PASSAGE PROVIDED.
>> Begin

Session 3: An Introduction to HTML
HTML as a Markup Language
HTML is the first of three languages that we will learn this semester for creating web sites. It is the easiest of the three languages to learn, because at it has only a few rules and a manageable vocabulary. Most importantly, as its name says, it is a markup language, not a programming language.
Consider this simple file. We say that it is a plaintext file, a loose term for data that contains only characters that humans can read. If we look at it in a web browser, it does not appear to have any structure, and all the data appears the same.
If we "mark up" the text with some special characters, though, the new file looks different in the browser. Some of the text displays as larger, more important. Some text is in a bullet list, and some is italicized. The document has structure.
... download file or use devtools to see source code
This is the idea of a markup language: we add text to a file that is about the file, to communicate information beyond the file's content.
HTML is not the only markup language, nor was it the first or last. In the early 2000s, XML became a popular way to structure data for the web and even gave rise to a version of HTML known as XHTML. These days, perhaps the most common markup language other than HTML is Markdown.

>> End

GIVEN PROBLEM 1.
Answer from the HTML introduction:
(a) How many languages for creating web sites does it say will be learned this semester?
(b) What loose term does it use for data that contains only characters humans can read?
(c) Which markup language does it call perhaps the most common other than HTML?

Dataset entries
>> Begin

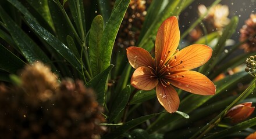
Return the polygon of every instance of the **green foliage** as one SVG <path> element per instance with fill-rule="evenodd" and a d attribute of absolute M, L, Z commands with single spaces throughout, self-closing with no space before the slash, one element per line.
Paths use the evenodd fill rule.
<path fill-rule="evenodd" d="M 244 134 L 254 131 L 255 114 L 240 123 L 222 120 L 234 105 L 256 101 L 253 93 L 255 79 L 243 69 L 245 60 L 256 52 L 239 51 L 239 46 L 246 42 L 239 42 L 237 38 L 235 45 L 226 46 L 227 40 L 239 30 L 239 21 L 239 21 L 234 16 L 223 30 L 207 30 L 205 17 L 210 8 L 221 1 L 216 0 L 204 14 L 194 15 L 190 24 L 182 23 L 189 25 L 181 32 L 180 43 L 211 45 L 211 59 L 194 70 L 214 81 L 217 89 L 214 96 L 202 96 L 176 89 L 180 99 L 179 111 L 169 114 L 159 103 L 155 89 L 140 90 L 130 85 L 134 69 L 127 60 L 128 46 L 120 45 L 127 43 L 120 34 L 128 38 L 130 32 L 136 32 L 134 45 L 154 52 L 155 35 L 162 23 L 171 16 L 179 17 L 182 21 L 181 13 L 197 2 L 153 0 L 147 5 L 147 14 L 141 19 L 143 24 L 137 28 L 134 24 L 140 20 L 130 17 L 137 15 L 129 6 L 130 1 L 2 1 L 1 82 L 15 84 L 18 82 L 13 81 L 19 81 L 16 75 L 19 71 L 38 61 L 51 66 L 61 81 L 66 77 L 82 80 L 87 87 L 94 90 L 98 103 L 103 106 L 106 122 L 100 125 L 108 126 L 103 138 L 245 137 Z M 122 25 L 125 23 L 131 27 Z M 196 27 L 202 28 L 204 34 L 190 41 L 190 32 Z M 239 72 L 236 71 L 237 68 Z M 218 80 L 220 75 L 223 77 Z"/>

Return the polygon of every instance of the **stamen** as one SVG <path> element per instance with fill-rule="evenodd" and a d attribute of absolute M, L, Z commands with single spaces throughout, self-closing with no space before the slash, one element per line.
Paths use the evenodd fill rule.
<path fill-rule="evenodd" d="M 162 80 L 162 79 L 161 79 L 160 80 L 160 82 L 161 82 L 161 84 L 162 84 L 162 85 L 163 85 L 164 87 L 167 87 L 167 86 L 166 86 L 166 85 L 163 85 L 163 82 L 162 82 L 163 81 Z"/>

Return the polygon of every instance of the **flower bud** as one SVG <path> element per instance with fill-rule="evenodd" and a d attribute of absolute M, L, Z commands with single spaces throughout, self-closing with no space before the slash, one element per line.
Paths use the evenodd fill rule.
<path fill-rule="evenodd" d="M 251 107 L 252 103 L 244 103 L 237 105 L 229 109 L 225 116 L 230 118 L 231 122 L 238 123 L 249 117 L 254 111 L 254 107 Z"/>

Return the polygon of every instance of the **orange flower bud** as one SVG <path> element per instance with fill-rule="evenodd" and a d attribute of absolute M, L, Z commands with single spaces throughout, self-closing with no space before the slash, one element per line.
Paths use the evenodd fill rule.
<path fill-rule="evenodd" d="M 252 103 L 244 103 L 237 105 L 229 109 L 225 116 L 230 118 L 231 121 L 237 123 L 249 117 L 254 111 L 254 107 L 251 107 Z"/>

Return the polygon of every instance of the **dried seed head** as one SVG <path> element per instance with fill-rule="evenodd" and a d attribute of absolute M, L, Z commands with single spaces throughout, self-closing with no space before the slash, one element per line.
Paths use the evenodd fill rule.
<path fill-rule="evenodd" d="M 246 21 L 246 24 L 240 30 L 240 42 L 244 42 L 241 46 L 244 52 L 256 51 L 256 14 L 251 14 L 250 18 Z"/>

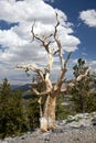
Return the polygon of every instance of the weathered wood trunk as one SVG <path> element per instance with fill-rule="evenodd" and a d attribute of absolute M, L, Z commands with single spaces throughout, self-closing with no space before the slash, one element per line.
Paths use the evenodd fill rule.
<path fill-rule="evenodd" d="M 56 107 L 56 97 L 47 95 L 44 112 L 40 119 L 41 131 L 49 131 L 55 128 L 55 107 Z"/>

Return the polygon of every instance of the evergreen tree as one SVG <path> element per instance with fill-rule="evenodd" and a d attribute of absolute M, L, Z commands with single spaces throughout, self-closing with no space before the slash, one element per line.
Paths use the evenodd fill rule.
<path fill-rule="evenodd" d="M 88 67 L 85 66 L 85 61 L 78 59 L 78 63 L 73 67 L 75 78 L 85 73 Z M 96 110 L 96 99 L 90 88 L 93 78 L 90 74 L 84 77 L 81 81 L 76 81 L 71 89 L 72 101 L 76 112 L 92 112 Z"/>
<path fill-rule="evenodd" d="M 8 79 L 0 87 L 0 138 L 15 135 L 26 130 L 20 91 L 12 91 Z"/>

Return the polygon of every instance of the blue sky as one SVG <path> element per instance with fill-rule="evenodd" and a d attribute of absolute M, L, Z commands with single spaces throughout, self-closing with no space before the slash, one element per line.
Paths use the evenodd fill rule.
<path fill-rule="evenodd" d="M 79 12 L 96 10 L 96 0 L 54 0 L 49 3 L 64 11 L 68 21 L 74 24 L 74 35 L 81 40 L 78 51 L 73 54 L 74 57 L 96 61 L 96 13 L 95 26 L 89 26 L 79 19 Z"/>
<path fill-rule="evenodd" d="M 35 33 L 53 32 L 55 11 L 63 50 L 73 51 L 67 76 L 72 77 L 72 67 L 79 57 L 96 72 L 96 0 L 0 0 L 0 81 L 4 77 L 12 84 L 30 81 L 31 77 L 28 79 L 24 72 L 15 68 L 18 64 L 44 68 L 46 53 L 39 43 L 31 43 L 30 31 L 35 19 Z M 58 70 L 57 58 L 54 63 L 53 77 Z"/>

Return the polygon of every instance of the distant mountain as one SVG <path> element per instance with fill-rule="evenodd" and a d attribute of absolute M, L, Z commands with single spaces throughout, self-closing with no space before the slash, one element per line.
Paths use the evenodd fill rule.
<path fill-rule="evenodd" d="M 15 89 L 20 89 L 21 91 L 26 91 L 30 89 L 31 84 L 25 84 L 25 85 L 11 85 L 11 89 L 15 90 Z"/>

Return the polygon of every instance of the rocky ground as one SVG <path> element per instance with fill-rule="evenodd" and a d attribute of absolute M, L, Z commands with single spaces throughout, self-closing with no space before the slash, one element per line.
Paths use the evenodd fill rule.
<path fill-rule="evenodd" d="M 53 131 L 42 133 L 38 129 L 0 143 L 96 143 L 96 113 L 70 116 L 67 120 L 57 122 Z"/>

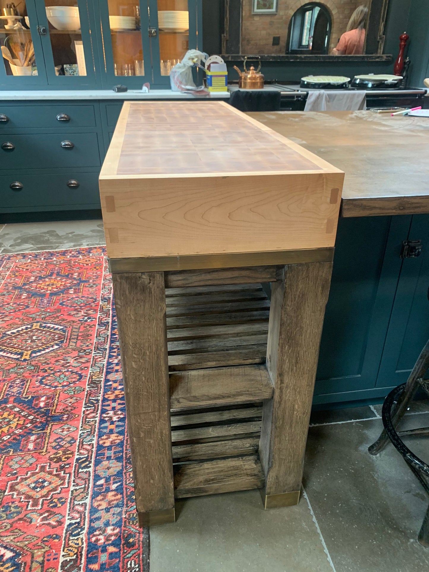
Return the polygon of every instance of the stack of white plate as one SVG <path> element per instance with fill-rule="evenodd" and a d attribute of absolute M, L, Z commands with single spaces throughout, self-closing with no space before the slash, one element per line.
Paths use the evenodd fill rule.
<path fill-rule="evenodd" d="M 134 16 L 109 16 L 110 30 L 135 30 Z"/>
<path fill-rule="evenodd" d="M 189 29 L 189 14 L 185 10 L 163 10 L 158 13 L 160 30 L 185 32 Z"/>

>> End

GIVEN PROBLEM 2.
Output the listing lines from the line with "Return the polygon of every instance of the weathered" to the line with "56 107 L 56" as a Markdown table with the columns Row and Listing line. Give one row per non-blank line.

WRITTEN REPLY 1.
(a) Three.
(b) Plaintext.
(c) Markdown.

WRITTEN REPLY 2.
| Row | Listing line |
|---|---|
| 1 | Return the polygon of every instance of the weathered wood trunk as one SVG <path> element per instance with fill-rule="evenodd" and a d attribute of absolute M, L, Z commands with single spaces throughout, self-closing with no space before the slash, one element per line. |
| 2 | Paths use the evenodd fill rule. |
| 3 | <path fill-rule="evenodd" d="M 56 107 L 56 97 L 47 95 L 44 112 L 40 119 L 41 131 L 49 131 L 55 128 L 55 107 Z"/> |